**Text segment**
---

ICON @ ICCB

Every two years members of the Society for Conservation Biology (SCB) hold their scientific conference. The International Congress for Conservation Biology (ICCB) is one of the most important global gatherings for conservation scientists and practitioners. The meeting provides us all with an opportunity to share our work, hear about the latest developments in our field, and perhaps most importantly, to reconnect with old friends and make new ones. The meeting moves from continent to continent, aiming to provide an equal opportunity for different people to attend, with this year’s meeting taking place in Kigali, Rwanda.

It was thus with much excitement that five members of the ICON research group boarded our extra long-haul flights from Australia to Africa. Dr Holly Kirk and Dr Matthew Selinske arrived early to run a pre-conference workshop: “Introduction to R for Conservation Social Scientists”, which was well-attended by enthusiastic people beginning their data analysis journeys. The main conference kicked off with an opening ceremony accompanied by a traditional drumming group and an amazing first talk from the Dian Fossey Gorilla Fund showcasing the incredible work being done in Rwanda to save the iconic, critically endangered Mountain Gorilla.

Four of the team were scheduled to speak in one of the opening symposiums of the conference entitled “Achieving nature positive – approaches, measures and critical perspectives”. Nature positive is intended to provide a single global goal for nature conservation, to focus our sector’s efforts. The idea is that not only do we slow down the rate of biodiversity loss but stop and eventually reverse this trend such that we achieve a net gain in biodiversity. This might seem a lofty ideal, but at a time such as this, we need ambitious goals to drive transformative change for society and our fellow inhabitants of this planet.

---

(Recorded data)
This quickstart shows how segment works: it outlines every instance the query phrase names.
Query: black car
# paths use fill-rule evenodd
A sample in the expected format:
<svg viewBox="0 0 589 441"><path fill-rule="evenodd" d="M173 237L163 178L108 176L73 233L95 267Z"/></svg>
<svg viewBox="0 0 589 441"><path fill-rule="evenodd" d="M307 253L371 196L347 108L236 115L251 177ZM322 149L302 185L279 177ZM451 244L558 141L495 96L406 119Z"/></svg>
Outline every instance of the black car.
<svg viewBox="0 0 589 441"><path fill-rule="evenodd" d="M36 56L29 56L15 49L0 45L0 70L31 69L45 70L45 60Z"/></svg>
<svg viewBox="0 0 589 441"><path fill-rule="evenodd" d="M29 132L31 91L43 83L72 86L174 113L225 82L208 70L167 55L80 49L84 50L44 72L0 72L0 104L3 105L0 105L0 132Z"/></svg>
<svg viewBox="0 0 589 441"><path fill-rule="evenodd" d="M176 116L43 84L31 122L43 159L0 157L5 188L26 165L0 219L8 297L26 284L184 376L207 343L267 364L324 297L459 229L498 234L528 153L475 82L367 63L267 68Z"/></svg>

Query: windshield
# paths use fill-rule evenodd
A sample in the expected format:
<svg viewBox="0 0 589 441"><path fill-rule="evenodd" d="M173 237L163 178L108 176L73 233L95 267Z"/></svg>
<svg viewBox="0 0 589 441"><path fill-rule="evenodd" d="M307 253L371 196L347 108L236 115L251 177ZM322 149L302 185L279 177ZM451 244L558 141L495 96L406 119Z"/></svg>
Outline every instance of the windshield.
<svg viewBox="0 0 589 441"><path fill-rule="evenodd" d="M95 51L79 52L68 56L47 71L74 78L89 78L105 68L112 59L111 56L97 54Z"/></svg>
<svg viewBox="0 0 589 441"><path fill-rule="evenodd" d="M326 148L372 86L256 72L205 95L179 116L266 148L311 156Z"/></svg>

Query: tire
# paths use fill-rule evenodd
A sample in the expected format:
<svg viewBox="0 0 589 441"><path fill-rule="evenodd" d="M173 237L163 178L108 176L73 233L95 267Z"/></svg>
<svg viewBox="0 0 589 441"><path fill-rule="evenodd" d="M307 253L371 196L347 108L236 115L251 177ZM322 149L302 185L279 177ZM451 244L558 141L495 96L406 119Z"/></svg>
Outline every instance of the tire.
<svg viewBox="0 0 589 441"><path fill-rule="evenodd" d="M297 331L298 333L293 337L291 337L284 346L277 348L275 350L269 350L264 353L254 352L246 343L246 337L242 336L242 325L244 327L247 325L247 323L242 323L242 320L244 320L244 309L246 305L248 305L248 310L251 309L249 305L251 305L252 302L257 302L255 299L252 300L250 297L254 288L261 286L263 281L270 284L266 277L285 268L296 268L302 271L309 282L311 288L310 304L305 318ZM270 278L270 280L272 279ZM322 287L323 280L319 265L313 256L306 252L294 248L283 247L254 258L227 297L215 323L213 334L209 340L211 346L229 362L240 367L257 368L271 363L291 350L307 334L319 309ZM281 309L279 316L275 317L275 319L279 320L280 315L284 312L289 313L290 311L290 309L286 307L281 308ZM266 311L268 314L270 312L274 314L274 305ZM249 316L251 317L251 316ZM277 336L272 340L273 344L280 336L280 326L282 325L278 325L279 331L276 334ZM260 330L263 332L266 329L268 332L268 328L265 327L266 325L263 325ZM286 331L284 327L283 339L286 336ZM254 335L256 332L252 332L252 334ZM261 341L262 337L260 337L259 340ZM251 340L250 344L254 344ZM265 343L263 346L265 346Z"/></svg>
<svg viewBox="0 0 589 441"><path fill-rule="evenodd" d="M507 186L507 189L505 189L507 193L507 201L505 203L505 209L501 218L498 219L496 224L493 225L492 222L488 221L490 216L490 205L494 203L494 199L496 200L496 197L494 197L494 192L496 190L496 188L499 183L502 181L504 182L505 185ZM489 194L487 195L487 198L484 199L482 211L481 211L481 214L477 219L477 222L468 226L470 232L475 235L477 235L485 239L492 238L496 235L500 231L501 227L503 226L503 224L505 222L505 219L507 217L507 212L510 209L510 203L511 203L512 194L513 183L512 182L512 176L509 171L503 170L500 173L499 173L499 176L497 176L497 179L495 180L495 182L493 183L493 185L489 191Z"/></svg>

---

**What you will do**
A: Summarize the ICON @ ICCB text in two sentences.
B: According to the ICON @ ICCB text, which organization gave the first talk after the opening ceremony?

**Answer set**
A: The International Congress for Conservation Biology is held every two years by the Society for Conservation Biology, and this year it took place in Kigali, Rwanda. Five members of the ICON research group traveled from Australia to attend, where two of them ran a pre-conference R workshop and four were scheduled to speak in a symposium on achieving nature positive, a proposed single global goal for nature conservation.

B: The Dian Fossey Gorilla Fund.